▸ **RECORDS FOR THE EXERCISE**:
---*---
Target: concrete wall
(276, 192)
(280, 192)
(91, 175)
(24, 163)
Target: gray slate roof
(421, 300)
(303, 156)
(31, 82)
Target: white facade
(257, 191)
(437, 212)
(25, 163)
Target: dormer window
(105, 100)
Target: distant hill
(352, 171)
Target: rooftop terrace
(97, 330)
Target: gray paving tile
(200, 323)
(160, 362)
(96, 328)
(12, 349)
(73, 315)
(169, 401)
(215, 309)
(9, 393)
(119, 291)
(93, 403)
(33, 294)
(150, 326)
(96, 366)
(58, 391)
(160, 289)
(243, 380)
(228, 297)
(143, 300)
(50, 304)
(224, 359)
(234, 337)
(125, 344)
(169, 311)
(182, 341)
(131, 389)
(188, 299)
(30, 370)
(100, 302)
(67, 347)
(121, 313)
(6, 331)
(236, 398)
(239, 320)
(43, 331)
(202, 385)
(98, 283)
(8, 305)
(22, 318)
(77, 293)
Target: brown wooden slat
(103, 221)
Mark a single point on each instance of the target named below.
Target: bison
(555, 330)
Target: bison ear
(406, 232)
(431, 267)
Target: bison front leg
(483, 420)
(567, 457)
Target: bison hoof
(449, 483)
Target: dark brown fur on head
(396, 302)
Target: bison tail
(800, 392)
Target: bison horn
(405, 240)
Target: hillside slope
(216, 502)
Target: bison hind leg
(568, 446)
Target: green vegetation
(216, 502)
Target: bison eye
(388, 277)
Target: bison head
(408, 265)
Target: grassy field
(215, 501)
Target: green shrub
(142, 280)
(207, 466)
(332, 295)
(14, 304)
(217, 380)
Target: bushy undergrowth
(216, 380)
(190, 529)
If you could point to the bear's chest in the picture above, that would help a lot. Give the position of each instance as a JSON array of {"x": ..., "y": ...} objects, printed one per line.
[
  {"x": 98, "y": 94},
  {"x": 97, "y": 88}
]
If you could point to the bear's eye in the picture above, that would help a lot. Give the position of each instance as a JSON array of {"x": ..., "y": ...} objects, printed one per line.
---*---
▸ **ABOUT THIS EXERCISE**:
From the line with "Target: green shrub" through the final line of the records, return each line exactly. Leave out the rest.

▸ **REPLY TO THE EXERCISE**:
Target: green shrub
(142, 280)
(207, 466)
(332, 295)
(14, 304)
(217, 380)
Target: bushy undergrowth
(216, 380)
(190, 529)
If you could point to the bear's chest in the picture above, that would help a lot. Give the position of each instance as a JSON array of {"x": ..., "y": ...} objects, printed one per line.
[
  {"x": 98, "y": 94},
  {"x": 97, "y": 88}
]
If you could point to the bear's eye in the picture above, that would help a lot. Give the position of each instance as a JSON array of {"x": ..., "y": ...} objects, printed one per line.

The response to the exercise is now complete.